- Document section -
========
# OMG! coolest toolbox ever!!



## denkodc2 (Jul 22, 2011)

alright, whos jealous? who likes this and who doesnt?










if theres a cool toolbox section please put this there!


----------



## E-RustBox'er (Jul 30, 2011)

Oh Cool !! pic doesn't work..


----------



## Kzoo (Jun 23, 2011)

Yet another reason why noobs shouldn't be allowed to start threads...


----------



## stas92 (Nov 18, 2011)

I really want to see!! All I need is your email and password so I can log in and see your attachment. Please PM me it so no one else steals your email account.


----------



## PSU (May 15, 2004)

Kzoo said:


> Yet another reason why noobs shouldn't be allowed to start threads...


Be nice. 

:laugh:


----------



## denkodc2 (Jul 22, 2011)

Works on my desktop but not on my android??? Who's got a solution?


----------



## xJOKERx (Apr 8, 2009)

that's pretty cool


----------



## najel (Apr 10, 2008)

I do want that. Any shots of the tool assortment in there?


----------



## E-RustBox'er (Jul 30, 2011)

Toolbox is very "OMG" nice !! 
And YES I'm jealous.. :thumbup:


----------



## sleepin gti (Jan 21, 2011)

legit :thumbup:


----------



## denkodc2 (Jul 22, 2011)

najel said:


> I do want that. Any shots of the tool assortment in there?


Lol wouldn't have enough film. Just the goodies in there. Torx, triple squares, allens, you know all the dub stuff.


----------



## Ericc. (Sep 29, 2010)
========
- Given records -

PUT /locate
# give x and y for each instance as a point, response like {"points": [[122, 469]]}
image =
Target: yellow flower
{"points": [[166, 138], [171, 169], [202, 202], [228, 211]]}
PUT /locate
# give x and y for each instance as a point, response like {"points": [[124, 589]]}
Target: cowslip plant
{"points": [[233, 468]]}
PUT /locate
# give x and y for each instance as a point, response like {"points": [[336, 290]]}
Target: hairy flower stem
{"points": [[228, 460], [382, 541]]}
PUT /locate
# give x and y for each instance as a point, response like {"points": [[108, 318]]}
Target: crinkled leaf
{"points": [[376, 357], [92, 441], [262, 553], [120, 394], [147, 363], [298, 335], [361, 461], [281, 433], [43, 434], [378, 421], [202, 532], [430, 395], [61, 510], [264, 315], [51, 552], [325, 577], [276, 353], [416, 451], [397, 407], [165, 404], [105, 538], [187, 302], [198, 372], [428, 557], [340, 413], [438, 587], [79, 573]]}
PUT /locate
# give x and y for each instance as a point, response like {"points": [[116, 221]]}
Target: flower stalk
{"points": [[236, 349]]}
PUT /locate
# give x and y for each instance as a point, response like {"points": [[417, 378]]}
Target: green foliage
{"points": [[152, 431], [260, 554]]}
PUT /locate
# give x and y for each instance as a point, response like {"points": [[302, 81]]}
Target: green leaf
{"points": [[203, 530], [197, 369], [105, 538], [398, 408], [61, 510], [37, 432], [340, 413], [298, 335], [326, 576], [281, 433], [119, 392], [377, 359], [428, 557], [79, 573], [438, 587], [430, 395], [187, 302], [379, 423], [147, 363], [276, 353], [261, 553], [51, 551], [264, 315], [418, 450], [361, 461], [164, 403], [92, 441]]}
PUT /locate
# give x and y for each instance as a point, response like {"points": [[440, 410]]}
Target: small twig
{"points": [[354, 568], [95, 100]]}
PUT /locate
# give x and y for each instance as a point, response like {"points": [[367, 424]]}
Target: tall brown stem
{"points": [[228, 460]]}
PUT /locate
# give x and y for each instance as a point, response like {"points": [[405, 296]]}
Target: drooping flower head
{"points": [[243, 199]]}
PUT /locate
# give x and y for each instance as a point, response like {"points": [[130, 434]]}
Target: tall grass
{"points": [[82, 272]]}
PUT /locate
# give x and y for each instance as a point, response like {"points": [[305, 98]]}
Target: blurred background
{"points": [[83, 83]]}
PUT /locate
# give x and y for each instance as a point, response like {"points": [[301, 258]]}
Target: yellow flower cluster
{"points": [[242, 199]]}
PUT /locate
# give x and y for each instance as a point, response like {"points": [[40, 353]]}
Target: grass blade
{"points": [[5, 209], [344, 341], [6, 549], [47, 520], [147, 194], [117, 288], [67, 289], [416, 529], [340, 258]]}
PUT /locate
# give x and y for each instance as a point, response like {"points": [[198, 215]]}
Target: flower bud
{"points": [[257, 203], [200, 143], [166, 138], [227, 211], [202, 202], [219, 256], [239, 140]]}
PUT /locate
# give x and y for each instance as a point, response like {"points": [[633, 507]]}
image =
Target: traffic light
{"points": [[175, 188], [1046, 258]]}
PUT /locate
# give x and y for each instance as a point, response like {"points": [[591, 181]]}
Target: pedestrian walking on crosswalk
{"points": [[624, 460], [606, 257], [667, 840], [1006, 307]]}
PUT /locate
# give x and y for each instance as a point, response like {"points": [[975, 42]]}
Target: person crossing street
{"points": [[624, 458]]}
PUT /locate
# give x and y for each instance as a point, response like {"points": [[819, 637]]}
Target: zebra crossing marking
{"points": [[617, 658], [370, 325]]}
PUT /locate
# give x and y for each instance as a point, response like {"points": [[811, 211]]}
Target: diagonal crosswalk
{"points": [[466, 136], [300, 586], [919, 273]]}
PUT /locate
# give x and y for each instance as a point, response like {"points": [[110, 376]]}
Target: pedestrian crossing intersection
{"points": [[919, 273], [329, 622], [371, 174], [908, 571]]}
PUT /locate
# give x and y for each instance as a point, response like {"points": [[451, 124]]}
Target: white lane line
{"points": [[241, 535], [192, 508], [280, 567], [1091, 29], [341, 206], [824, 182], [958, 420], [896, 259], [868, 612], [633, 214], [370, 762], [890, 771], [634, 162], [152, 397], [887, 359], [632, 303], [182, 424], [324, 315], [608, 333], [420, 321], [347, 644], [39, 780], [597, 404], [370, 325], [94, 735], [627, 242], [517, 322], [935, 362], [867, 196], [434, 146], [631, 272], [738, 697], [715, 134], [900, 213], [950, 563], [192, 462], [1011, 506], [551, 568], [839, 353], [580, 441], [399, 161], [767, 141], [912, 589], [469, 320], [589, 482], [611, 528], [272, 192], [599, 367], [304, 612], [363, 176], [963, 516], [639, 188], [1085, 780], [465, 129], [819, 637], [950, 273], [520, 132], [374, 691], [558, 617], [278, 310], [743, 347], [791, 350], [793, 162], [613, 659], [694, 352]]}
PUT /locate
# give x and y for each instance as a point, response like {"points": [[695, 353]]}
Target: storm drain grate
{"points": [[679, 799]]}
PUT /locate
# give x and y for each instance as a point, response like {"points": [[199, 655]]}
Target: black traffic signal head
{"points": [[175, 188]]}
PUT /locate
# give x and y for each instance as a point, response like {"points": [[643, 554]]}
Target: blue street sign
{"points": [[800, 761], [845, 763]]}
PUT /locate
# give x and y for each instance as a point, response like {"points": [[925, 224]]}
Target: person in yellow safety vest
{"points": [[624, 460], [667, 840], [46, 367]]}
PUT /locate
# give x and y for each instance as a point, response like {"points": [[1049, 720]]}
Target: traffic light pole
========
- Set task -
In the toolbox forum thread, list the tool types that denkodc2 names in reply to najel.

- Full solution -
Torx, triple squares, allens